• [原文]:
============================================================
もし、登記がされている建物の相続の場合には、
その建物の登記簿謄本や登記事項要約書を取得して、
その内容を見て記載するのが通常です。

そして、その場合には、建物表題登記はされている状態なので、
あとは、亡くなった人から相続人の名義に変えるため、
相続登記と呼ばれる申請手続きを行うことになります。

その時の遺産分割協議書には、
建物の表題登記の情報をそのまま正確に記載して、
誰がその建物を相続するのか、を明確にすると良いわけです。

しかし、未登記建物の場合には、
そういった表題登記の情報がまったく無い建物のため、
遺産分割協議書への書き方も違ってくるのです。

そこで、未登記建物の遺産分割協議書への書き方は、
『○○県○○市○○町○○番地の地上未登記建物』
といった書き方をするのが、通例となっています。

つまり、その地番の上に建っている未登記建物、
ということで、その未登記建物を特定しているのです。

そして、その未登記建物については、相続人の誰某が取得する、
といった内容を、遺産分割協議書に記載して、
相続人全員が、署名と実印を押印し、
相続人全員分の印鑑証明書を添付すれば完成となります。

ただ、もし、相続人全員の話し合いがまとまらなければ、
遺産分割協議書を作成することができないため、
未登記建物の相続をすることが難しいと言えます。

なぜなら、未登記建物を相続する場合には、
通常の建物表題登記の申請書類に加えて、
上記の謄本類や遺産分割協議書もかならず必要になるからです。

そのため、通常の建物表題登記よりも時間がかかり、
作業的にも非常に困難な作業になることが多いのです。
============================================================
• [データセット]:
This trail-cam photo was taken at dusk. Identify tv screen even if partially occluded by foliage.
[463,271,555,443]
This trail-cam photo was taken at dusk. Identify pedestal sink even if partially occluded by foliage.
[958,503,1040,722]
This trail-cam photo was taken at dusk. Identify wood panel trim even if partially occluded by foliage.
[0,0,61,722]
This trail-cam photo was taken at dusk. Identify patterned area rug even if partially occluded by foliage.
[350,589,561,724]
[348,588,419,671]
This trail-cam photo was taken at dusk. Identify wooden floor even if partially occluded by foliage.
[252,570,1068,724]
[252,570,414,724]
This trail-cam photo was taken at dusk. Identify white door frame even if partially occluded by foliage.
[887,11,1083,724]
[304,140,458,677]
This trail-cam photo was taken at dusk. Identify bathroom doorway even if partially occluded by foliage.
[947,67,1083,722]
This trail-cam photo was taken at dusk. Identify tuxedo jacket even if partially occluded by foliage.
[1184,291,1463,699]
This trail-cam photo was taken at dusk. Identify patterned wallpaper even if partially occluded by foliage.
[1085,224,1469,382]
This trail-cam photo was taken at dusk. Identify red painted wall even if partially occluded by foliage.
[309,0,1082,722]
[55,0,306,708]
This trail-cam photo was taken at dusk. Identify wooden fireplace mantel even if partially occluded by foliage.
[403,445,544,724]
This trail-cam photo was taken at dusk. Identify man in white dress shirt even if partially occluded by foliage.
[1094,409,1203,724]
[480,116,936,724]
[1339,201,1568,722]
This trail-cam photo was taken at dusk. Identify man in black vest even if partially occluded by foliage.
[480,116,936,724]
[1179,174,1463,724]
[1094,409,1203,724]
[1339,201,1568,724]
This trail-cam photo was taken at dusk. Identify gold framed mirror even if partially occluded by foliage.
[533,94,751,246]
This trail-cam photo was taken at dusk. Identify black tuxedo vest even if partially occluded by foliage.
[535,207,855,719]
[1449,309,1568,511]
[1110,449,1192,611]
============================================================
• [記述課題]:
未登記建物の相続に関する原文のうち、「そして、その未登記建物については、相続人の誰某が取得する、」から始まり「上記の謄本類や遺産分割協議書もかならず必要になるからです。」で終わる部分を、一字一句変えずにそのまま返してください。

• [本課題の解答]:
そして、その未登記建物については、相続人の誰某が取得する、
といった内容を、遺産分割協議書に記載して、
相続人全員が、署名と実印を押印し、
相続人全員分の印鑑証明書を添付すれば完成となります。

ただ、もし、相続人全員の話し合いがまとまらなければ、
遺産分割協議書を作成することができないため、
未登記建物の相続をすることが難しいと言えます。

なぜなら、未登記建物を相続する場合には、
通常の建物表題登記の申請書類に加えて、
上記の謄本類や遺産分割協議書もかならず必要になるからです。